» **Directions for this task**: The response must consist of the lines below from the one with "positive clicks: (545, 222)" through the one with "237L156 208L10 300L3", exactly as they appear and with both ends kept.

(Beginning of Data for this exercise)

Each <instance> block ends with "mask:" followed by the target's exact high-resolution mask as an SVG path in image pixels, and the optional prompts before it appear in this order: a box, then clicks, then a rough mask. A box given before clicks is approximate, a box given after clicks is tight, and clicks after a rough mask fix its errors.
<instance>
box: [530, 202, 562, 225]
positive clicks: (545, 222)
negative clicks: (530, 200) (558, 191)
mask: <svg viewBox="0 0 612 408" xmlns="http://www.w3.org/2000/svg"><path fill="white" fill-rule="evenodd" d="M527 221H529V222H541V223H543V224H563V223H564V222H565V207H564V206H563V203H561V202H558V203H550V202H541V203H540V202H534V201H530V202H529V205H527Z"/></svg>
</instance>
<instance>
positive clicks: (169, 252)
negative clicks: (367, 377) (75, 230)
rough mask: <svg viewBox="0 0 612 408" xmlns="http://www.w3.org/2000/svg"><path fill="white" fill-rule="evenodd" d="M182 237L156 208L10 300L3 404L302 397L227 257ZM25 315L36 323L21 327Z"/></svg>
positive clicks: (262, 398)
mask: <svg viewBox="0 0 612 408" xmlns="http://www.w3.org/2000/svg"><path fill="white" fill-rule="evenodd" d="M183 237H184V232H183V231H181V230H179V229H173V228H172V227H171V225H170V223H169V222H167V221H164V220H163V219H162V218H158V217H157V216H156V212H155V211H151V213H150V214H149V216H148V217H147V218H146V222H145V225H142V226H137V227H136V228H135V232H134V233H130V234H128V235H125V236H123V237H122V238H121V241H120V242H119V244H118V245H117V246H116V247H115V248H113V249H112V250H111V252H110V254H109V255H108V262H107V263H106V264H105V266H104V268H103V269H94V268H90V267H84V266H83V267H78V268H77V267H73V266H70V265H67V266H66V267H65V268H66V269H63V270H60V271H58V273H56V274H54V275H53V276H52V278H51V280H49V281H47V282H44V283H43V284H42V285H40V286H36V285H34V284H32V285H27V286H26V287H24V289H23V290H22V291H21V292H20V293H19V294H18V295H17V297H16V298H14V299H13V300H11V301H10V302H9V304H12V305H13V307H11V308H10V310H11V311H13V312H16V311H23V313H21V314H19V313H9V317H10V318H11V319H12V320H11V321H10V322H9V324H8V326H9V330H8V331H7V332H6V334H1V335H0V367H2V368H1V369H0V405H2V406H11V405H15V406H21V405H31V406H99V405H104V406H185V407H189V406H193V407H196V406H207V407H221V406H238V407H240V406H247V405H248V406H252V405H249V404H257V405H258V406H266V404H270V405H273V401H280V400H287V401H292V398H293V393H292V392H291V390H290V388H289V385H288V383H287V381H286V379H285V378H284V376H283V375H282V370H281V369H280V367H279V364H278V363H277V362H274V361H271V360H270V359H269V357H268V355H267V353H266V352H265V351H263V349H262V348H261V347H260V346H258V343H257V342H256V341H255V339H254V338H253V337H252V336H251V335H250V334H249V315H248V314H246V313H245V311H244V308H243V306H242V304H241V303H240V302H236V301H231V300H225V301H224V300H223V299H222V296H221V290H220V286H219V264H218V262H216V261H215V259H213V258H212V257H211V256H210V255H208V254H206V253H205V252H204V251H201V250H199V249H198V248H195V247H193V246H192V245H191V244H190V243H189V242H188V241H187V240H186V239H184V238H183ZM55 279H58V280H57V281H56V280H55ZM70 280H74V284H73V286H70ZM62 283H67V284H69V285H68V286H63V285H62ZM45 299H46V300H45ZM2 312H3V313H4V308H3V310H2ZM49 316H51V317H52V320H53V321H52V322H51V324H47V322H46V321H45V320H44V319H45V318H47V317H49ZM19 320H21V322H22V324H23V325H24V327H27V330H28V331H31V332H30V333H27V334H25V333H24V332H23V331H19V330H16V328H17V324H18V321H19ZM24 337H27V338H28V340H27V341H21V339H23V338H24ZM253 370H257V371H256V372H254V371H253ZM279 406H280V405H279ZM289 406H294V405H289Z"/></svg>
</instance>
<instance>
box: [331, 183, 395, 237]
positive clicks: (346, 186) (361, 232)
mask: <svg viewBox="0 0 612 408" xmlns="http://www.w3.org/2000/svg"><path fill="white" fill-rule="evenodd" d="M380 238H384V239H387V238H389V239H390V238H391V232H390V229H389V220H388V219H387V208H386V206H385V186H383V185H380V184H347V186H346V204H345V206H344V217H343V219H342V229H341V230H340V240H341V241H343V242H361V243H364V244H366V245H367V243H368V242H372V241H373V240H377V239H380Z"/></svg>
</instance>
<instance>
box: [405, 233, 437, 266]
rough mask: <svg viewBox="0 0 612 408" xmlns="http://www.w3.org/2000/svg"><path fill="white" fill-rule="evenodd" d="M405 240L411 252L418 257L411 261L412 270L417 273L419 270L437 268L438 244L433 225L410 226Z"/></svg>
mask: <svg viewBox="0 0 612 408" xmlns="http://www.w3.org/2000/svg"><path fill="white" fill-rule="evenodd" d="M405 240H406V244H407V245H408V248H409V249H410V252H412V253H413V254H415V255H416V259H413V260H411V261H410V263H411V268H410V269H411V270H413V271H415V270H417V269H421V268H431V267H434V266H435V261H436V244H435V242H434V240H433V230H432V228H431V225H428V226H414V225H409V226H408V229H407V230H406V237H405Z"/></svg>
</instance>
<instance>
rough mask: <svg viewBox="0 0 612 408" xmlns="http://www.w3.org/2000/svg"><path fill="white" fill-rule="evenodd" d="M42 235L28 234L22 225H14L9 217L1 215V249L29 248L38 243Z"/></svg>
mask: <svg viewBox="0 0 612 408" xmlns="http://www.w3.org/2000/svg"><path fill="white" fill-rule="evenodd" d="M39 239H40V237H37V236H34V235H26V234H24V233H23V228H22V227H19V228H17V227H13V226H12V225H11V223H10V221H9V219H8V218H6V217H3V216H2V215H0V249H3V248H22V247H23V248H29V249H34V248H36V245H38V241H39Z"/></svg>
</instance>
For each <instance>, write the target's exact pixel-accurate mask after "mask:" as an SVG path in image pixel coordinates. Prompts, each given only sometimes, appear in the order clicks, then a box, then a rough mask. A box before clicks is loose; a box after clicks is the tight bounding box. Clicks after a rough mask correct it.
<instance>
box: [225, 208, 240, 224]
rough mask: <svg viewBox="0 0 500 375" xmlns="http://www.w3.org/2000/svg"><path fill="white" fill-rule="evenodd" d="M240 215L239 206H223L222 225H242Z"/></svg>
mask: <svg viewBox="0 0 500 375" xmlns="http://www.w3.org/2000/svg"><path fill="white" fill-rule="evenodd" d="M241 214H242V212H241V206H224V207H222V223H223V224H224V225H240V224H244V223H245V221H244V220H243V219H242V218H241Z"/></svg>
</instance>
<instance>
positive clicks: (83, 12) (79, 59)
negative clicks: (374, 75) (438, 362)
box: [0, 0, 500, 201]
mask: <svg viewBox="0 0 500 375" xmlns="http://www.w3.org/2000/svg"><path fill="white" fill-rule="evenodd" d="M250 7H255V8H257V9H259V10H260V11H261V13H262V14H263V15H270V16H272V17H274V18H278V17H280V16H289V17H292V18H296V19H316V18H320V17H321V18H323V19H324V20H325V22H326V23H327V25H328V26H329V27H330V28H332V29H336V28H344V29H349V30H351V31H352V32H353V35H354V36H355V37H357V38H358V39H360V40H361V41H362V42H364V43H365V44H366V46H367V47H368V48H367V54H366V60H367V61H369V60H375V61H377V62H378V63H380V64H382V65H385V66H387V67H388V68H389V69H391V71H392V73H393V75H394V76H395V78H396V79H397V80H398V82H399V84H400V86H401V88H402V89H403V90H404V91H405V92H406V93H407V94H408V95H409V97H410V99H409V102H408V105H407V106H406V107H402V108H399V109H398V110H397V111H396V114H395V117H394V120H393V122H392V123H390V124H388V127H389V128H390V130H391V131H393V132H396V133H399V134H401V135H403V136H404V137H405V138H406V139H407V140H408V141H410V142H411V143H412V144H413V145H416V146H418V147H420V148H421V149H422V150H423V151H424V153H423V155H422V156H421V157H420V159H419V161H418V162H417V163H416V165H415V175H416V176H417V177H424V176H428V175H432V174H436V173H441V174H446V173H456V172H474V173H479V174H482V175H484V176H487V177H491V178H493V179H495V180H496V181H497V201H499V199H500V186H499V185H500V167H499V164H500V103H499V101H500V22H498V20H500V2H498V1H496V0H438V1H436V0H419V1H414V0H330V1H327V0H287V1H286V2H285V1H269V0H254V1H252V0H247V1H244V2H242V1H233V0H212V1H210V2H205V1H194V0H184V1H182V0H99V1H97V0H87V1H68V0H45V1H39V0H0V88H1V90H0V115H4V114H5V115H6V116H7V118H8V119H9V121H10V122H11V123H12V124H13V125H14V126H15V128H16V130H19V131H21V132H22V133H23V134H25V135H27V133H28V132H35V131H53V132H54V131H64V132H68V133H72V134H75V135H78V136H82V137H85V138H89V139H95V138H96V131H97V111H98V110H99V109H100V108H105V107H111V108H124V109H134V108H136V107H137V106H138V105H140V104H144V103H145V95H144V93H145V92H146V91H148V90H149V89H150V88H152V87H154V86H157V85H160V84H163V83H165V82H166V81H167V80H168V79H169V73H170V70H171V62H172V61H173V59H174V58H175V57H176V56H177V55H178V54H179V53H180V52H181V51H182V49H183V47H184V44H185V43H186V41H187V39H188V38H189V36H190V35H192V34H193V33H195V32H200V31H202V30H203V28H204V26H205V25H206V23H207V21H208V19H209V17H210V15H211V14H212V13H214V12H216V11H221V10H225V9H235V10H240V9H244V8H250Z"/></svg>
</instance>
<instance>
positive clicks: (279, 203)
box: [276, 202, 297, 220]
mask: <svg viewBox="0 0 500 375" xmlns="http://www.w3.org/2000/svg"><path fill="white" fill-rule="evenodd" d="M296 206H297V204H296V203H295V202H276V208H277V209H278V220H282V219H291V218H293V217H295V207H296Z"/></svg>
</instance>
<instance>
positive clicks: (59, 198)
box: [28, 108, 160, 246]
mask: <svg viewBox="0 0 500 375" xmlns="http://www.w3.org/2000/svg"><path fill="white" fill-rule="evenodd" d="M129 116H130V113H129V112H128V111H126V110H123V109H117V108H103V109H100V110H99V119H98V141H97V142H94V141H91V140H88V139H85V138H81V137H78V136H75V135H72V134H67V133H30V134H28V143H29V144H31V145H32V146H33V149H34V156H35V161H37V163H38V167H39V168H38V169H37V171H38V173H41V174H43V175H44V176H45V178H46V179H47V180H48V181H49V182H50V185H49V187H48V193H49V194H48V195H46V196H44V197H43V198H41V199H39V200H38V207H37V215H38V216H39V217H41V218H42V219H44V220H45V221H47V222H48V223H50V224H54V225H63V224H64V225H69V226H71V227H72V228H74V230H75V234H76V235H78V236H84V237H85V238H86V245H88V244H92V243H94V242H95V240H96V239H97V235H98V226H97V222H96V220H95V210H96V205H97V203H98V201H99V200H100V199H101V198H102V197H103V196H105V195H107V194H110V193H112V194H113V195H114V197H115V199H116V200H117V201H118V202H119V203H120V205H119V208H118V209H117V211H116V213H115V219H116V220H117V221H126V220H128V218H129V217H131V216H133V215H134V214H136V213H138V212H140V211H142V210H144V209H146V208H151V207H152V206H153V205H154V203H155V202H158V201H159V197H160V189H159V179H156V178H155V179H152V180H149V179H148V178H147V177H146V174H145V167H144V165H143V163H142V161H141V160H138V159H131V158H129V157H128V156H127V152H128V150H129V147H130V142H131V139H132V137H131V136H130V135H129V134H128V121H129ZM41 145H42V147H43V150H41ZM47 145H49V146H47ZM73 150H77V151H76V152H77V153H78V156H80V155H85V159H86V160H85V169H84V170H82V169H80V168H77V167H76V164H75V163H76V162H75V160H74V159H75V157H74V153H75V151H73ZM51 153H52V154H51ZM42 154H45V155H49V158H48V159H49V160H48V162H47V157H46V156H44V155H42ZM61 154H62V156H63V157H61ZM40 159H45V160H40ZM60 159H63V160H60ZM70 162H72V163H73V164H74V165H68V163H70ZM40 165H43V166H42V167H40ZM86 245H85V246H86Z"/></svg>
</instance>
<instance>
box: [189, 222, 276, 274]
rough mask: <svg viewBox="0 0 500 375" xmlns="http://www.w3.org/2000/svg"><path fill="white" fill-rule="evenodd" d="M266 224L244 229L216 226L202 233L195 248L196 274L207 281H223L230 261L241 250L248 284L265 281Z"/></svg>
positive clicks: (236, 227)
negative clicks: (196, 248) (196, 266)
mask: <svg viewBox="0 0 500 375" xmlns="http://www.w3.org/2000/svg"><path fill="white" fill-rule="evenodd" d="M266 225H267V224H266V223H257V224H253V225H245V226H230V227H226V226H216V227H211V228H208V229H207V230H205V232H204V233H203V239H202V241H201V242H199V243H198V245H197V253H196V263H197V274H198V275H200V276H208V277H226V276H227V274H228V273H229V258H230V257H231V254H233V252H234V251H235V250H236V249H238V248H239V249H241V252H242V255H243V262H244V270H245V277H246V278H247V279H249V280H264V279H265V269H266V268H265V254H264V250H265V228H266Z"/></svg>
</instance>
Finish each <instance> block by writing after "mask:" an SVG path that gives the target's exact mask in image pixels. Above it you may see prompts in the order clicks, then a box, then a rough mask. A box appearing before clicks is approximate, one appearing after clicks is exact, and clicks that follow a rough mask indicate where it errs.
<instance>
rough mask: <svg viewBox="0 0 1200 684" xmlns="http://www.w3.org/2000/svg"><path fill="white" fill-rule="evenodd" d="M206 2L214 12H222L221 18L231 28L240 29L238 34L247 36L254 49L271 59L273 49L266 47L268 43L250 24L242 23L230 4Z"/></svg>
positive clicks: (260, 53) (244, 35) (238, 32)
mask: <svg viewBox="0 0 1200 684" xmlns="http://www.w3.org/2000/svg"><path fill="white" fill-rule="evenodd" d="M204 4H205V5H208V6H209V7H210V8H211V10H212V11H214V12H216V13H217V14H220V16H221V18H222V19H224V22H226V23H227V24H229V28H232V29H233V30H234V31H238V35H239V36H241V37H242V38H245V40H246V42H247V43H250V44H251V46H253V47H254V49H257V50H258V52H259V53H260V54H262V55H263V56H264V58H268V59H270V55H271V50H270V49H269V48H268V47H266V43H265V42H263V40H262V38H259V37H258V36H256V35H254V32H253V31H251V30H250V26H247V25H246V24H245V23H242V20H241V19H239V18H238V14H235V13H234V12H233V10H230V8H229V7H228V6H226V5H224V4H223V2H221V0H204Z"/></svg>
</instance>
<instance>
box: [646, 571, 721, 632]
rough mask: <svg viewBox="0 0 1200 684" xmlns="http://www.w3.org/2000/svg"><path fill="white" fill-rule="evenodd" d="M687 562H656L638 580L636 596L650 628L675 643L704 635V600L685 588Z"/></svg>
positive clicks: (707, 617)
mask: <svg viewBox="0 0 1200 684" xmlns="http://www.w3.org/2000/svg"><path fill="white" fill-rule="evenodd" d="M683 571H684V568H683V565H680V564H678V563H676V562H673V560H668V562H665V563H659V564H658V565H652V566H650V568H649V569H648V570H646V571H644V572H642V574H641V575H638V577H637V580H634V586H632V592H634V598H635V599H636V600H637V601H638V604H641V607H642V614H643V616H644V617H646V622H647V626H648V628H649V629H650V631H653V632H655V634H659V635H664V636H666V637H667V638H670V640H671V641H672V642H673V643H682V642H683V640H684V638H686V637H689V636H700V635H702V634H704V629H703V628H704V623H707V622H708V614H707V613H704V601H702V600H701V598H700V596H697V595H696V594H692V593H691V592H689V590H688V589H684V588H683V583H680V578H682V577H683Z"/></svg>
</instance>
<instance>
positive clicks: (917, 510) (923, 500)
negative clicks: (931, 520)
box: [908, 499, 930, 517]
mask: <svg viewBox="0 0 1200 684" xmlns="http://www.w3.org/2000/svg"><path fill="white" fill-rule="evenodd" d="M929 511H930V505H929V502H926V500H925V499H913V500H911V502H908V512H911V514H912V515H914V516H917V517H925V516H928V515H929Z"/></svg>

(End of Data for this exercise)

» **Result of this exercise**:
positive clicks: (545, 222)
negative clicks: (530, 200) (558, 191)
mask: <svg viewBox="0 0 612 408" xmlns="http://www.w3.org/2000/svg"><path fill="white" fill-rule="evenodd" d="M527 221H529V222H541V223H543V224H563V223H564V222H565V207H564V206H563V203H561V202H558V203H550V202H541V203H540V202H534V201H530V202H529V205H527Z"/></svg>
</instance>
<instance>
positive clicks: (169, 252)
negative clicks: (367, 377) (75, 230)
rough mask: <svg viewBox="0 0 612 408" xmlns="http://www.w3.org/2000/svg"><path fill="white" fill-rule="evenodd" d="M182 237L156 208L10 300L3 404L302 397L227 257ZM25 315L36 323L21 327Z"/></svg>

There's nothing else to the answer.